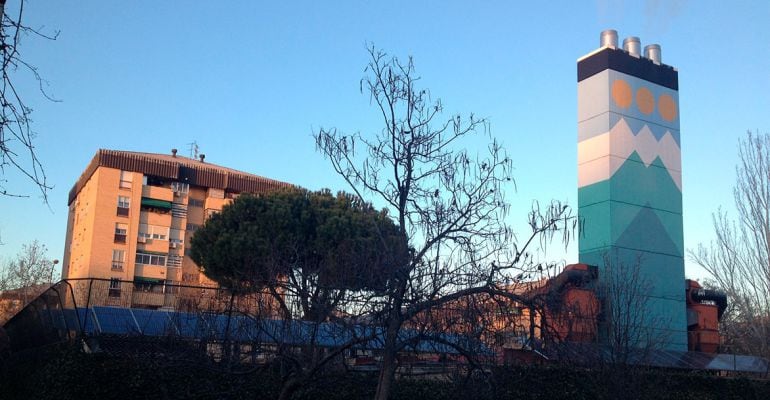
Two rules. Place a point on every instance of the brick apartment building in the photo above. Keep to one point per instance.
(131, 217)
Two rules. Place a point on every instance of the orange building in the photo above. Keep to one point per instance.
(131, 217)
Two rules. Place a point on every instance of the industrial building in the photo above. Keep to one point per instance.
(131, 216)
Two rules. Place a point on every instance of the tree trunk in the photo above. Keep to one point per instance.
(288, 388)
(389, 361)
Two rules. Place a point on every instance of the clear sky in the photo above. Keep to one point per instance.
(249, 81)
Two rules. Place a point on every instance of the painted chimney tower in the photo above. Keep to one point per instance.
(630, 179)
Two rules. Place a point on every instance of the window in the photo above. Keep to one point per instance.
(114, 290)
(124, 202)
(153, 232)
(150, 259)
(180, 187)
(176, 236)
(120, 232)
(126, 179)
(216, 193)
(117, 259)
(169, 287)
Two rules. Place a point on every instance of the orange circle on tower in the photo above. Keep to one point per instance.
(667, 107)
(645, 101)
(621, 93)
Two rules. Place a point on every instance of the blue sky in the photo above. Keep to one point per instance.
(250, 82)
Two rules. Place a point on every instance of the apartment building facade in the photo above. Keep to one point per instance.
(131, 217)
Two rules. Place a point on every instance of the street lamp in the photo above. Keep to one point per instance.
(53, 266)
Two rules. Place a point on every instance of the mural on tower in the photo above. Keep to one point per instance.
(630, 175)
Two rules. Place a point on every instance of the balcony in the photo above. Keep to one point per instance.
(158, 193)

---*---

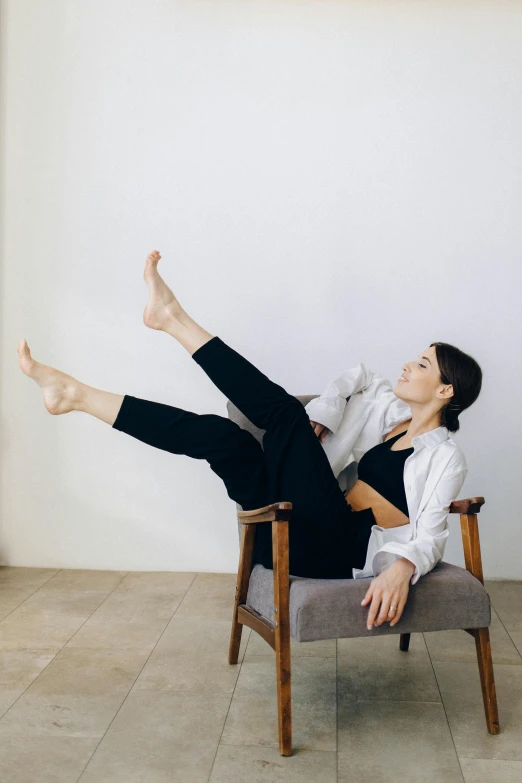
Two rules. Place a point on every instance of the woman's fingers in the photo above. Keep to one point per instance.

---*---

EXERCISE »
Find every line in the records above that contains the string "orange", matching case exactly, and copy each of those lines.

THE RESPONSE »
Two rules. Place a point on every instance of the orange building in the photo above. Keep to one point per instance.
Two rules. Place a point on every instance of the orange circle on tower in the photo above. Keep to one point per instance.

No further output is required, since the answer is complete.